● **Source records**

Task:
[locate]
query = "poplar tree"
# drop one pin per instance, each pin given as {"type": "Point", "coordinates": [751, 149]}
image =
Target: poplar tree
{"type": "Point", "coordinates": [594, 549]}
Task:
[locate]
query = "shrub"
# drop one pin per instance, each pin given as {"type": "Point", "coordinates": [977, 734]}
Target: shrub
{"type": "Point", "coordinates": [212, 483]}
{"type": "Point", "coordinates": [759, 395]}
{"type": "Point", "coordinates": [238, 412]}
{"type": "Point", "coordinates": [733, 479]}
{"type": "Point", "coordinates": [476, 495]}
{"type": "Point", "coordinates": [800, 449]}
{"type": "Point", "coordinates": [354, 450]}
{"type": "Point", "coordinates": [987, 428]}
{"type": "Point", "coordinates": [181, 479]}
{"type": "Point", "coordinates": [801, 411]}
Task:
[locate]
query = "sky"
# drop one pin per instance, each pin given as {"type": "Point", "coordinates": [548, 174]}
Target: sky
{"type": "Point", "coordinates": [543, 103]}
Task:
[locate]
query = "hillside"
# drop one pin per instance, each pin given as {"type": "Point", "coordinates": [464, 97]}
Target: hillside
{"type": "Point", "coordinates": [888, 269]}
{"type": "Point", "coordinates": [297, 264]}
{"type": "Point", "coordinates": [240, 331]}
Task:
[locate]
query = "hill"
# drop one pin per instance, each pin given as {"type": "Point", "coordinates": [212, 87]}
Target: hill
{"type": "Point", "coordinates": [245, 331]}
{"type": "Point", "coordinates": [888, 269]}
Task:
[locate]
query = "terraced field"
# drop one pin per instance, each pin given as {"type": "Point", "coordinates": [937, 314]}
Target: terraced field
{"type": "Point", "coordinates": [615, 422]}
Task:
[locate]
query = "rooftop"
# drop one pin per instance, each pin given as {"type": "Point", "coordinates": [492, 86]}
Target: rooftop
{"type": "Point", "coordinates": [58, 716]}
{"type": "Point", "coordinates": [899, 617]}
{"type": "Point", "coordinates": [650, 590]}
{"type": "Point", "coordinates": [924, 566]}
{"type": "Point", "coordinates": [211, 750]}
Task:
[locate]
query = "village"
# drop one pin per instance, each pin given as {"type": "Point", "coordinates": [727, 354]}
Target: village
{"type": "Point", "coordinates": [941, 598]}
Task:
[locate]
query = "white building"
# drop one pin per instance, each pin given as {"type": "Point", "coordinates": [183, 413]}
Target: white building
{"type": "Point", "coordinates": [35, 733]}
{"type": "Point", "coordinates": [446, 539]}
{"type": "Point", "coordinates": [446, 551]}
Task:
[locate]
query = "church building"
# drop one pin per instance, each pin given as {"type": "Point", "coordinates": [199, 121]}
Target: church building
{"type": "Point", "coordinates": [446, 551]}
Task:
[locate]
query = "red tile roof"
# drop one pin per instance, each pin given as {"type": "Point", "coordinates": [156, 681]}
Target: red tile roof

● **Your instructions**
Transcribe every entry verbatim.

● **Expected answer**
Task:
[locate]
query = "poplar tree"
# drop one pin per instance, each pin given as {"type": "Point", "coordinates": [751, 149]}
image =
Target: poplar tree
{"type": "Point", "coordinates": [594, 549]}
Task:
[locate]
query = "shrub"
# drop one pin per instance, each pin given as {"type": "Point", "coordinates": [977, 734]}
Target: shrub
{"type": "Point", "coordinates": [212, 483]}
{"type": "Point", "coordinates": [759, 395]}
{"type": "Point", "coordinates": [238, 412]}
{"type": "Point", "coordinates": [733, 479]}
{"type": "Point", "coordinates": [476, 495]}
{"type": "Point", "coordinates": [800, 449]}
{"type": "Point", "coordinates": [354, 450]}
{"type": "Point", "coordinates": [987, 428]}
{"type": "Point", "coordinates": [181, 479]}
{"type": "Point", "coordinates": [801, 411]}
Task:
[locate]
query = "sky"
# drop one pin per instance, each pin given as {"type": "Point", "coordinates": [548, 174]}
Target: sky
{"type": "Point", "coordinates": [543, 103]}
Task:
[locate]
query = "hillside"
# drop one pin per instance, each pin given as {"type": "Point", "coordinates": [464, 97]}
Target: hillside
{"type": "Point", "coordinates": [888, 269]}
{"type": "Point", "coordinates": [297, 264]}
{"type": "Point", "coordinates": [240, 331]}
Task:
[locate]
query = "hill"
# drop one pin per instance, each pin given as {"type": "Point", "coordinates": [212, 87]}
Target: hill
{"type": "Point", "coordinates": [245, 331]}
{"type": "Point", "coordinates": [888, 269]}
Task:
[locate]
query = "terraced field"
# drop one pin per instance, each pin given as {"type": "Point", "coordinates": [937, 314]}
Target: terraced field
{"type": "Point", "coordinates": [615, 422]}
Task:
[locate]
query = "rooftop"
# drop one pin per instance, each pin given as {"type": "Point", "coordinates": [492, 86]}
Target: rooftop
{"type": "Point", "coordinates": [58, 716]}
{"type": "Point", "coordinates": [899, 617]}
{"type": "Point", "coordinates": [650, 590]}
{"type": "Point", "coordinates": [924, 566]}
{"type": "Point", "coordinates": [211, 750]}
Task:
[locate]
query = "village"
# drop one pin per instance, each pin given as {"type": "Point", "coordinates": [727, 354]}
Target: village
{"type": "Point", "coordinates": [941, 598]}
Task:
[locate]
query = "white building"
# drop one pin per instance, each pin given as {"type": "Point", "coordinates": [183, 413]}
Target: white building
{"type": "Point", "coordinates": [35, 733]}
{"type": "Point", "coordinates": [446, 539]}
{"type": "Point", "coordinates": [446, 551]}
Task:
[locate]
query = "church building"
# drop one pin per instance, each pin given as {"type": "Point", "coordinates": [199, 121]}
Target: church building
{"type": "Point", "coordinates": [446, 551]}
Task:
[locate]
query = "red tile roof"
# drop one pin per instance, each pin given as {"type": "Point", "coordinates": [156, 681]}
Target: red tile roof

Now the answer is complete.